WRITTEN REQUEST:
Answer these questions using the text on value semantics below:
1. Under value semantics, what is the mapping between variable and value?
2. What would a resource mostly map to in the backend?
3. Instead of a type, what should provide value semantics?

TEXT:
I collaborated on a research paper about this recently, and I can say we studiously avoided that word because its meaning is fuzzy at best. That's one of the reasons my definition mentions variables.
I think what @algal describes here covers exactly value semantics.
With Value Semantics, the mapping between variable and value becomes n to 1 such that a variable is nothing more than a local constant representing some value, mutating that value would rebind the variable, we can even state here that we create a new variable with the same name.
Which is however different for Non Value Semantics, where we have a m to n relationship between value and variable, because a variable isn't anymore an alias to a value. Instead, it is an alias to some resource holding an instance which represents a value.
The resource is some abstract location able to represent values of some type with representatives/instances, it would mostly map to a memory location in the backend.
The instance/representative is either sides some kind of value which can be mapped to a value inside the type system, it would be a binary sequence in most backends.
I think projecting value semantics to types is a failure, if we were allowed to pass structs by plain reference (not inout) then we would undermine the concept of "Value Semantics" for Types.
A type shouldn't provide value semantics, instead variables should do that with appropriate annotations/keywords.
Unfortunately, one cannot describe value semantics solely in terms of whether or not one is able to create an alias onto some memory location. Values of types having value semantics compose in a way other values do not.

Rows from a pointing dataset
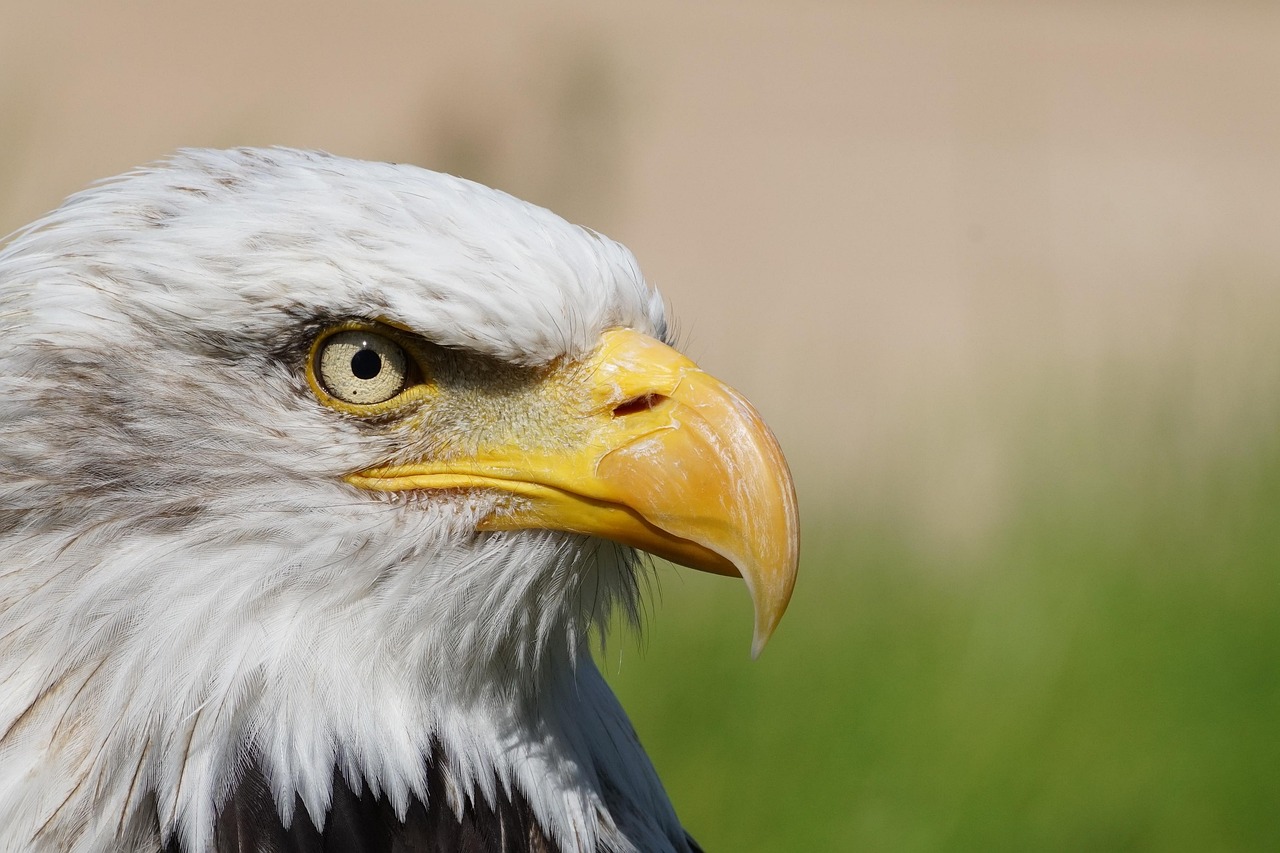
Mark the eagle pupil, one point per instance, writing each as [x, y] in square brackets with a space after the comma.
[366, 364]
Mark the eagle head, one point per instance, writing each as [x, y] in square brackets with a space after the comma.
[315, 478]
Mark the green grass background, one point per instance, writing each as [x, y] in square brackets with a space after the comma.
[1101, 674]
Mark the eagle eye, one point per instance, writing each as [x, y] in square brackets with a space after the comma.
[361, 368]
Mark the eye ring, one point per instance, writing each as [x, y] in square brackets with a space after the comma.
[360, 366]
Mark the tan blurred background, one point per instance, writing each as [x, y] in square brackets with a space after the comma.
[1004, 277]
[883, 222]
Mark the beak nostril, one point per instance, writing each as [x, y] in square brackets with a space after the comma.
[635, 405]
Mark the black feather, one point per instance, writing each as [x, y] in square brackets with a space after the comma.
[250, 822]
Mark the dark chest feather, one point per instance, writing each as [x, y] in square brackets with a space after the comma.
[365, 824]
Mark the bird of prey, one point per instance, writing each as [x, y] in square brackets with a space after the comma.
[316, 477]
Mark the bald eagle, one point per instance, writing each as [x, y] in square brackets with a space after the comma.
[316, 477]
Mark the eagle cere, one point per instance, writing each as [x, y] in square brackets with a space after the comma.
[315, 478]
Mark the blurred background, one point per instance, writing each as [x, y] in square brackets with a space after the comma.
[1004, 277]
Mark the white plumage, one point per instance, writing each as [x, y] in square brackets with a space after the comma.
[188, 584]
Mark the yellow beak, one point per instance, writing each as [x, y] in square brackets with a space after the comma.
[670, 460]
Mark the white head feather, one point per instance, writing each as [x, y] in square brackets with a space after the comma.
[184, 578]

==

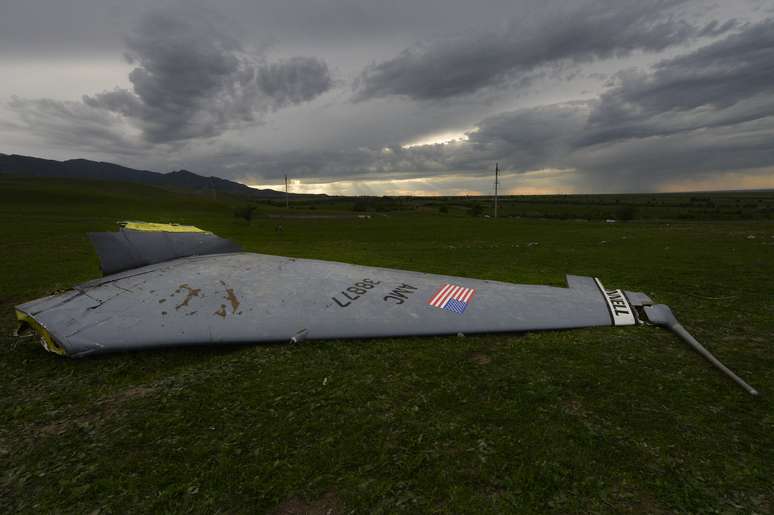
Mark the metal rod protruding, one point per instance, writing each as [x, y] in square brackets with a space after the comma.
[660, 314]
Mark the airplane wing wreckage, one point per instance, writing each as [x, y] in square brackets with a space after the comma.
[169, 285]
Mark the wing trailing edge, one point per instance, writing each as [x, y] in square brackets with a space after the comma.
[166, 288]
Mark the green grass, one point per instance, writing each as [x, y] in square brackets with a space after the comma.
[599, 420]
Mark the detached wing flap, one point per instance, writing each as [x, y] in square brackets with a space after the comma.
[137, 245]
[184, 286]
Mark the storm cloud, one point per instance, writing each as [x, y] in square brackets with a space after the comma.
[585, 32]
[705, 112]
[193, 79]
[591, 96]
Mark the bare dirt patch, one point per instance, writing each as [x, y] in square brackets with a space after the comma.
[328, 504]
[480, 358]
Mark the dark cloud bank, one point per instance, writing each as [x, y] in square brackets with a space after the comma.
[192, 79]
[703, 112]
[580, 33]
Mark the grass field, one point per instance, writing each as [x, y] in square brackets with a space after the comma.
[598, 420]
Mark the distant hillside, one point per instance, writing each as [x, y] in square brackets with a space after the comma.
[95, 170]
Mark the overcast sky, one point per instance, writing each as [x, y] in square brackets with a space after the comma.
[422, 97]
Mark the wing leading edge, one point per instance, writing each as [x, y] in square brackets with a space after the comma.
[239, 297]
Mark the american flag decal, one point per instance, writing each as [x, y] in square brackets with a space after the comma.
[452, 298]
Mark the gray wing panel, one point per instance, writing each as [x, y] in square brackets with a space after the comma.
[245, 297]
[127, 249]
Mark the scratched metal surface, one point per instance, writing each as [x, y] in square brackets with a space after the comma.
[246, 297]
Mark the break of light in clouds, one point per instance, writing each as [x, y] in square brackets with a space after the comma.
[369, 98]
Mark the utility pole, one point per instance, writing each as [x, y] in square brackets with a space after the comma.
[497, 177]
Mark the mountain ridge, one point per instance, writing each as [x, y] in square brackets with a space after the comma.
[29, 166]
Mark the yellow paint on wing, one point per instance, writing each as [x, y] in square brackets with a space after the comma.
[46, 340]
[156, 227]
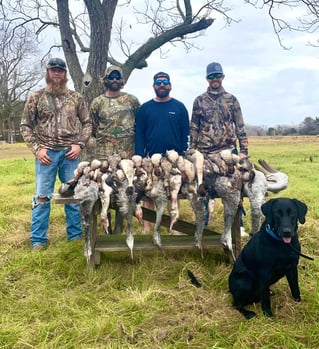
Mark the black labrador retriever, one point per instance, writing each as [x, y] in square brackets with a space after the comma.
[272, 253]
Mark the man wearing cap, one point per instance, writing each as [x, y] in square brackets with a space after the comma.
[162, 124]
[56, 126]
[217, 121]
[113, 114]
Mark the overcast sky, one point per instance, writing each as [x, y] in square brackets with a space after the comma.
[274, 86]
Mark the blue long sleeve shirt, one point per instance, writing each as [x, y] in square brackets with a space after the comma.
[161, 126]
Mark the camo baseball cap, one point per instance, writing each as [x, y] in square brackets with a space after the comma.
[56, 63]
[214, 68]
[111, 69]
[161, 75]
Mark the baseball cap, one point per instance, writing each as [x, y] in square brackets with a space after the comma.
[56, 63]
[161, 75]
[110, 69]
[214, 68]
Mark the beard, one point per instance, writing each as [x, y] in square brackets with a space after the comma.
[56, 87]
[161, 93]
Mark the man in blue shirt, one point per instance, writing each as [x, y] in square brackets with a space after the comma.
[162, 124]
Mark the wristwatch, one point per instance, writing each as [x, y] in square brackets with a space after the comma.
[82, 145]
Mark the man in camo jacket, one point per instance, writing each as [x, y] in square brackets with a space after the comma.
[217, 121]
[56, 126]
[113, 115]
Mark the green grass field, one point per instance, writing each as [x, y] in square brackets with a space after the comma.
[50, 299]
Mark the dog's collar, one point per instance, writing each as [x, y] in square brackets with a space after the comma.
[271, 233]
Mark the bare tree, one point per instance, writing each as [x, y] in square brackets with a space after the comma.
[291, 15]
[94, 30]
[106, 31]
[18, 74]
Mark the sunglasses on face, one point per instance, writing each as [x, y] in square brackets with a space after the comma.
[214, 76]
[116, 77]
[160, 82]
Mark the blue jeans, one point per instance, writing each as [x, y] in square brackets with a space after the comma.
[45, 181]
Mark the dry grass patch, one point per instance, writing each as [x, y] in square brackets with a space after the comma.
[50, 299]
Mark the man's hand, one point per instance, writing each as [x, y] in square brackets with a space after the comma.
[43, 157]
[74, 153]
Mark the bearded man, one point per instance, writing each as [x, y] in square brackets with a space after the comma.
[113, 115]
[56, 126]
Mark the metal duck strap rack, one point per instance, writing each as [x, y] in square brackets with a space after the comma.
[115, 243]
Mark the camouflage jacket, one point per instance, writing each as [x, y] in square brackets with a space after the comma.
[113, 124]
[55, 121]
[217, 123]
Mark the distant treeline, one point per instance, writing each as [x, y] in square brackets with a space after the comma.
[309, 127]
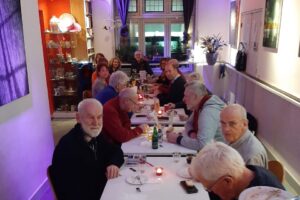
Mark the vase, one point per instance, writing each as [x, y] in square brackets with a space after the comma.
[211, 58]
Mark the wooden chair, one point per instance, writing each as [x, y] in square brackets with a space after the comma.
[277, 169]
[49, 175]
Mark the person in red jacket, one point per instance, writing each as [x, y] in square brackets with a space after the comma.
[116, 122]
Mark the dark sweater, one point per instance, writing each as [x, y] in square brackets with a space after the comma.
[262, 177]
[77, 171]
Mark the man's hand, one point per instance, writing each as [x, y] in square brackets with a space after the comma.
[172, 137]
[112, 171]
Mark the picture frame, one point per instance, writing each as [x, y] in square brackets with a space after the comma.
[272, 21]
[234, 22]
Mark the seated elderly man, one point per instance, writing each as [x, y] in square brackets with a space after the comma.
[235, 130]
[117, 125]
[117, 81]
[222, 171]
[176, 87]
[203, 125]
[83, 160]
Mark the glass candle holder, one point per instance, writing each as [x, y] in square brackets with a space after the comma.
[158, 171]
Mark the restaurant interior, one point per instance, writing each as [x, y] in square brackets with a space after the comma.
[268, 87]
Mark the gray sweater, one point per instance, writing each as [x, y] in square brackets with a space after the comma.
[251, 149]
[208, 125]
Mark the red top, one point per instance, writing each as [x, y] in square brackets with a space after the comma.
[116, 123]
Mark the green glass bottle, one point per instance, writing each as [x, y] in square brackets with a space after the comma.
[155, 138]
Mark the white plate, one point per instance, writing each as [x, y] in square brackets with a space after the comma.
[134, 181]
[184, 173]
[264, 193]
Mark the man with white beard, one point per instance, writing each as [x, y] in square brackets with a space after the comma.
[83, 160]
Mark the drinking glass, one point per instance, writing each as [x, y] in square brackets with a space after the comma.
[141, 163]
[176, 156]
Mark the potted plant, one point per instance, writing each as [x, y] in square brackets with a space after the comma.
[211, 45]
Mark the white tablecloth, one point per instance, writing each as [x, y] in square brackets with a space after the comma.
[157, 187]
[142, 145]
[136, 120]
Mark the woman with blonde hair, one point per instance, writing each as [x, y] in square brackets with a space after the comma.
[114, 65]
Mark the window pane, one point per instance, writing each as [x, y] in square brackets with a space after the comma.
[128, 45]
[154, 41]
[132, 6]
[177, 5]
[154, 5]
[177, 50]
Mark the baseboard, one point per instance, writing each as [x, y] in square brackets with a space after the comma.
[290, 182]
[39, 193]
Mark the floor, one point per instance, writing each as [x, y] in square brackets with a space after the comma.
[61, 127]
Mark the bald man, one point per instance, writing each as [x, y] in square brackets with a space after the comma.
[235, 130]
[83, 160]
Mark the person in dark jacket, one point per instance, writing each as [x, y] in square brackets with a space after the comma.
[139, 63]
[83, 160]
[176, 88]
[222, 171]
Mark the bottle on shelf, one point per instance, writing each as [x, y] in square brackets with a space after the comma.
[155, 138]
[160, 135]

...

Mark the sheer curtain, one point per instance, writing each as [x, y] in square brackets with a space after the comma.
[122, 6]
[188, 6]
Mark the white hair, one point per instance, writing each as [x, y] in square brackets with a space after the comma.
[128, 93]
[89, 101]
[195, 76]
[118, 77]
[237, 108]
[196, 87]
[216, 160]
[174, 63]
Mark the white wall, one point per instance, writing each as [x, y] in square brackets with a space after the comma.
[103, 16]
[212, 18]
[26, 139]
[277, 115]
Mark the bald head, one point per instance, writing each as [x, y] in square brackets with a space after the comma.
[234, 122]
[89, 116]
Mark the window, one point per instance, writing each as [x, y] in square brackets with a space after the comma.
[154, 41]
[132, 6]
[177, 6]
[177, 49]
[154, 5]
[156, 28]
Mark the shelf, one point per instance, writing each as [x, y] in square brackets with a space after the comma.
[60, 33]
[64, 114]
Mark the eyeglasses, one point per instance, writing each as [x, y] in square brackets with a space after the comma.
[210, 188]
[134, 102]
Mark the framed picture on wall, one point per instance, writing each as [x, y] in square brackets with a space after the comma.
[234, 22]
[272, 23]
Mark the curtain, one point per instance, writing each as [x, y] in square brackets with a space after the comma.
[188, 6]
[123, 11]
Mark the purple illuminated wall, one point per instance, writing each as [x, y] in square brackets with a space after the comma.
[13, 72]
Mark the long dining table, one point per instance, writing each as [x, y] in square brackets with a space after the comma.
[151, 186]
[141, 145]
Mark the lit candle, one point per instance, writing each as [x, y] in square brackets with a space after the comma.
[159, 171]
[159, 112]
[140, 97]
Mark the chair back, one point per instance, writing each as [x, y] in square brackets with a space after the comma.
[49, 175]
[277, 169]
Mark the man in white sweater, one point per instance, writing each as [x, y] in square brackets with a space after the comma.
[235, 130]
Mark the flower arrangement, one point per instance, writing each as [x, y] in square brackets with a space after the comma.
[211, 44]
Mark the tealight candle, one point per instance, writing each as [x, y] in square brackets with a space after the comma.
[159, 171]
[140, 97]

WRITTEN REPLY:
1. n to 1
2. A memory location
3. Variables, with appropriate annotations or keywords